start
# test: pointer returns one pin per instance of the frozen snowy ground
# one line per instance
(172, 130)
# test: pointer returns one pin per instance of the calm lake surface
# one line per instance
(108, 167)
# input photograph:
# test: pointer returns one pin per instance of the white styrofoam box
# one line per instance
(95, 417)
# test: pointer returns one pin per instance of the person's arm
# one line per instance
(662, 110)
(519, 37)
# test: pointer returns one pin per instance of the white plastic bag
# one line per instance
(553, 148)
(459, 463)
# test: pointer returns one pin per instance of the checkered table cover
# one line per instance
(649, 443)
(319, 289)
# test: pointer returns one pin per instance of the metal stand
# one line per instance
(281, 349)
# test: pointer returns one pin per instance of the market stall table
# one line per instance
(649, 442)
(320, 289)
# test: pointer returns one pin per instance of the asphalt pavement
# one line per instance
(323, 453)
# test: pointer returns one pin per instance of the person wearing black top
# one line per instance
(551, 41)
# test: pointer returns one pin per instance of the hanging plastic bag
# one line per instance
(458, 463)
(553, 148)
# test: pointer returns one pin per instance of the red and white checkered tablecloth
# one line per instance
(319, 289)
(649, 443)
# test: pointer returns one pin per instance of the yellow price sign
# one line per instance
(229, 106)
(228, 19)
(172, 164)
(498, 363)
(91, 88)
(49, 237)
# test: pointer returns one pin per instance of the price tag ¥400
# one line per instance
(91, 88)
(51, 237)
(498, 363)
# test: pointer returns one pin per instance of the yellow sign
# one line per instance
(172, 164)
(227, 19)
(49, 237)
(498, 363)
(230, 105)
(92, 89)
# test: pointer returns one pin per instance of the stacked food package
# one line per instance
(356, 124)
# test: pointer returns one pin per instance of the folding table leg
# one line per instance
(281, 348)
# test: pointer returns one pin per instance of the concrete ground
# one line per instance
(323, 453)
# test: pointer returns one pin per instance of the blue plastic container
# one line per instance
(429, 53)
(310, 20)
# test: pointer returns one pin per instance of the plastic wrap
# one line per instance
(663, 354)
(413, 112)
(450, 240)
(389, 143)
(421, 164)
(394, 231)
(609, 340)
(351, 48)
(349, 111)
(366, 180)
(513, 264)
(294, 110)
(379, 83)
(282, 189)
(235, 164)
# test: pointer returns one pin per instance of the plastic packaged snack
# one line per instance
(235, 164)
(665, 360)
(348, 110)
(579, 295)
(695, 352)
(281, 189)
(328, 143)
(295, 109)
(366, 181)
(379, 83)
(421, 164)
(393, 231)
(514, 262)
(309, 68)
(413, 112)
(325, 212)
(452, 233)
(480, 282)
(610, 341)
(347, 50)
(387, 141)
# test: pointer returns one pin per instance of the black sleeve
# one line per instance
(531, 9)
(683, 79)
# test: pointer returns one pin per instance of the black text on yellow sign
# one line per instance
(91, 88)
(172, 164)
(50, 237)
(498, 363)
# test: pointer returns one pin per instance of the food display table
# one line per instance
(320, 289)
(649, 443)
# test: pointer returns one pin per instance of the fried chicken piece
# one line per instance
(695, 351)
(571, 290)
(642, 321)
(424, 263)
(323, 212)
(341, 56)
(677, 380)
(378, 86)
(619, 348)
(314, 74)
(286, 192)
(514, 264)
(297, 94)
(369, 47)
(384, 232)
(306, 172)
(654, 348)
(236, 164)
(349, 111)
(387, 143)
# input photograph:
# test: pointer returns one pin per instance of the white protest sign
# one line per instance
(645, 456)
end
start
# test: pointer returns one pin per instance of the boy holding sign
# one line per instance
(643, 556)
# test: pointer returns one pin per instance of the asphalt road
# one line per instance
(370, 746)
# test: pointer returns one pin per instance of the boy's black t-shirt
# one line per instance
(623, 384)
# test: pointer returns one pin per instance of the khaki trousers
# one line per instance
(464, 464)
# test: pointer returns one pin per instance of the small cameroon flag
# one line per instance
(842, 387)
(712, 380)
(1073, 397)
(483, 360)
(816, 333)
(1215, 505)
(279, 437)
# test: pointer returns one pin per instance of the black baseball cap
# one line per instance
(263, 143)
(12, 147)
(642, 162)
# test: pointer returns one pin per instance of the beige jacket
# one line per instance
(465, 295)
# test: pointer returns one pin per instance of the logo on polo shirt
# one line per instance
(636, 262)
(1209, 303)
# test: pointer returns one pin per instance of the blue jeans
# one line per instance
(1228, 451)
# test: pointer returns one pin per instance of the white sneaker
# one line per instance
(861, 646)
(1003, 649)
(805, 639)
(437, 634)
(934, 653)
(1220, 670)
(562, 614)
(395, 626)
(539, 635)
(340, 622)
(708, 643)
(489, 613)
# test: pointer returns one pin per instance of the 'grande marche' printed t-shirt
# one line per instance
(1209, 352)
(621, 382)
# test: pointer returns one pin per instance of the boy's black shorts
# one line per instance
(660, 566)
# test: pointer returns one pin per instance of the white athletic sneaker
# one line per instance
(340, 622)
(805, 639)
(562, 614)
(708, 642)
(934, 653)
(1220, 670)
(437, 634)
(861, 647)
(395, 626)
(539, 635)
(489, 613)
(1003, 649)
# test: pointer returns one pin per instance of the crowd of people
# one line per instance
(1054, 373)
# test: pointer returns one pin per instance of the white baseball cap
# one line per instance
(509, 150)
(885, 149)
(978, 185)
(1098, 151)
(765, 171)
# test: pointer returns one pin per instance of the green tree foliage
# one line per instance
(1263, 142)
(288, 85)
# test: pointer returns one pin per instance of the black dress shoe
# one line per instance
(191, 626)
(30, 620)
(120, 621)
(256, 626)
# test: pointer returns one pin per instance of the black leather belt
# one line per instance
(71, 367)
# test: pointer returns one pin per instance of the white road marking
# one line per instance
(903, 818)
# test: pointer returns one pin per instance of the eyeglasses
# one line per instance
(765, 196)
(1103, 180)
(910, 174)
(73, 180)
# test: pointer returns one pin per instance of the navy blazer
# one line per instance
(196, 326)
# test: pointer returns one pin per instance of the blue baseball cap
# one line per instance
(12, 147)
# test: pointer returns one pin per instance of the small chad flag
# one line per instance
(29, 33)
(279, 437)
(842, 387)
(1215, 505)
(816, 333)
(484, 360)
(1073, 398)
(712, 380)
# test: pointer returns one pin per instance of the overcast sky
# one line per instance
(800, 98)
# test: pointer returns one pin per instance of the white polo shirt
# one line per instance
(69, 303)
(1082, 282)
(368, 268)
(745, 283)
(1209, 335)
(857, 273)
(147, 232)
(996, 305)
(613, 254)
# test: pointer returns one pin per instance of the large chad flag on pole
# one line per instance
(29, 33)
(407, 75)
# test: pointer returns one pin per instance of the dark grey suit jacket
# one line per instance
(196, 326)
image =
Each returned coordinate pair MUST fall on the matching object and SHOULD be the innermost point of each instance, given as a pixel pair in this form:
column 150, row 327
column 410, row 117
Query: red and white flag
end
start
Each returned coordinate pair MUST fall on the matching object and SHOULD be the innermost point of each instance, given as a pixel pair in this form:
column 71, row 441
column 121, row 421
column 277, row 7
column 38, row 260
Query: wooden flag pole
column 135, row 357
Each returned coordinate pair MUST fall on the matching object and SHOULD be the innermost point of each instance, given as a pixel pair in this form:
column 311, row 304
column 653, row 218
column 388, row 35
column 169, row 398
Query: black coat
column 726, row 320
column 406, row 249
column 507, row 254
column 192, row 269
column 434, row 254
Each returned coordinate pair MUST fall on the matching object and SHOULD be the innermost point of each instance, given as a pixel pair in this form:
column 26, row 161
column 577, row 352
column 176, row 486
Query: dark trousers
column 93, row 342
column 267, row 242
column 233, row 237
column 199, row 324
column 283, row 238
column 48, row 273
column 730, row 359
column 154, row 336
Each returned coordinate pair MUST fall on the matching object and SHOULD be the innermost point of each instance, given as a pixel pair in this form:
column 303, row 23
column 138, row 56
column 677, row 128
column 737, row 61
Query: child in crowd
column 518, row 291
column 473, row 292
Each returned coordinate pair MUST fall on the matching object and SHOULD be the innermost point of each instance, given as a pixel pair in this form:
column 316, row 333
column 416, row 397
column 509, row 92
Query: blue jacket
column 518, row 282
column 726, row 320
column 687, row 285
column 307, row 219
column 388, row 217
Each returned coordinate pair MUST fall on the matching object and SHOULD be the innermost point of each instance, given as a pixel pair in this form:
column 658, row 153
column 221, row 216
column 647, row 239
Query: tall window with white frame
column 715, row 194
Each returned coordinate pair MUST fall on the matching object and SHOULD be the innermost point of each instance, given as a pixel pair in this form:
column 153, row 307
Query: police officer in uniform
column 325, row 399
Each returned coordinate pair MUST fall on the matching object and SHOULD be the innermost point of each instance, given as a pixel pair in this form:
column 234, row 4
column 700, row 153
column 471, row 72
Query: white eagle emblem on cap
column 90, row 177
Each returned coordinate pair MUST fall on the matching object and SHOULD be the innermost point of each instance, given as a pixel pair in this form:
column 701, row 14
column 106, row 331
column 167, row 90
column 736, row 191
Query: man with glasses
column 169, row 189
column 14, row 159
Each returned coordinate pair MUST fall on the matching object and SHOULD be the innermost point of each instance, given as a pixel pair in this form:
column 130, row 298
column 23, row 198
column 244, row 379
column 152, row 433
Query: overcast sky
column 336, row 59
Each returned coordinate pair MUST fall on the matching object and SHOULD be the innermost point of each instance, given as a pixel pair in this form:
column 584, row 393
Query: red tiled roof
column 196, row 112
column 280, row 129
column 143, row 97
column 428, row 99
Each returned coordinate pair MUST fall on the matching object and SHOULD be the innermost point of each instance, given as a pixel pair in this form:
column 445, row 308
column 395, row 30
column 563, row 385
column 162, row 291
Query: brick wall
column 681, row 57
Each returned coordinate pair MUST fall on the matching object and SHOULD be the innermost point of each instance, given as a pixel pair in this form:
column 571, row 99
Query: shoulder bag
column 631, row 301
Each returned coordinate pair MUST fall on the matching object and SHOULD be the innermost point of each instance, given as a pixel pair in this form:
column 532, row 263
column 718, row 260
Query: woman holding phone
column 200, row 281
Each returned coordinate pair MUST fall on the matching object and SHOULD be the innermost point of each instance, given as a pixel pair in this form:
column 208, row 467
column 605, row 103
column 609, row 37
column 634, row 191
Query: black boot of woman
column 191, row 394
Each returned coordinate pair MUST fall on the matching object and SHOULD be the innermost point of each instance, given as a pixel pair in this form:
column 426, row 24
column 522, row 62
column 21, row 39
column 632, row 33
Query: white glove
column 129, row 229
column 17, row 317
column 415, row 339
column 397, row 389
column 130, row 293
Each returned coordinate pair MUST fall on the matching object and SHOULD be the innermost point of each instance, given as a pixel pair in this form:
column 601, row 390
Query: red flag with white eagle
end
How many lines of the material above include the string "food"? Reply with the number only.

The response: 2